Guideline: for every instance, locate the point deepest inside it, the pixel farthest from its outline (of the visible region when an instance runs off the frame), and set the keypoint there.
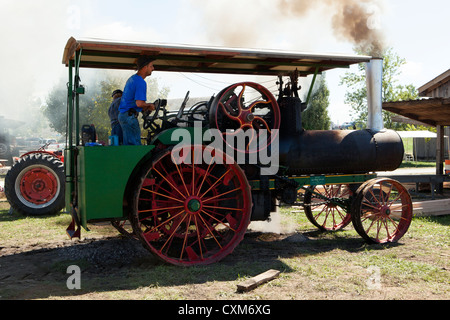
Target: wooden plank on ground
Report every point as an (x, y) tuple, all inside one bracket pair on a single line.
[(254, 282)]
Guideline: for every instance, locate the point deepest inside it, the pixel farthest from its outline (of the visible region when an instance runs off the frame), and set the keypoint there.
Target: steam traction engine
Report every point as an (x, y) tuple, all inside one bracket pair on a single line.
[(189, 201)]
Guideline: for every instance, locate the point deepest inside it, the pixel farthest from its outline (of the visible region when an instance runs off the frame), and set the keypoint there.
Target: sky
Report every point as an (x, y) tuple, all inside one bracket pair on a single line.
[(34, 34)]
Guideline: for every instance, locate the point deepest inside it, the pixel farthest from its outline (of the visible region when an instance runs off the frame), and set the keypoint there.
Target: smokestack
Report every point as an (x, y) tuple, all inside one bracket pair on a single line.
[(374, 80)]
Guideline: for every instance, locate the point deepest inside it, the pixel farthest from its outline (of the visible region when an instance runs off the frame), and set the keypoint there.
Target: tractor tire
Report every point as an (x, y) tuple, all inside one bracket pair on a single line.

__________

**What is expected:** Reproduce all of the data above verbatim, line for line, and omit the picture.

**Answer below:**
Guideline: for every instance, locate the point deepest inside it, the pixel farthest from its outline (of the visible region when an instance runs off the frame), and set the keypoint there.
Target: wooden plank on ground
Report every point as an (x, y) tuple, all inside one bracket pair on a single line.
[(254, 282)]
Guideline: for every instance, locate the point deepest inside it, the pixel farthest from its outline (of the visible region when an instance runs off the frame), and set the keypoint there.
Target: steam traction engine
Report every point as an (x, y) tuple, all inside one bracket pair on a single line.
[(189, 201)]
Guideline: for every instance, locate the point deepest inside it, the pixel farthest from its outline (of the visible region when an instance runs off the frame), and set the keypoint there.
Target: sky
Report every point as an (x, y) tuple, all inside one bracket pair on a single line.
[(34, 34)]
Guideline: for every instance, locate the point deepest inside it, the pixel farthest from its outline (of the visible region when an instance runs off the frame), and set the keypoint there.
Target: smokestack
Report every point as an (x, y) tuple, all inside one bracket pair on a single line.
[(374, 80)]
Guideline: for every instance, locate the point deepest inside it, the pixel farthest from its outline (of the visible region when an instance runs off the frame), and set the keypoint there.
Target: tractor tire
Report every point as an (x, y) tuple, all inside one bracket pair on a single line.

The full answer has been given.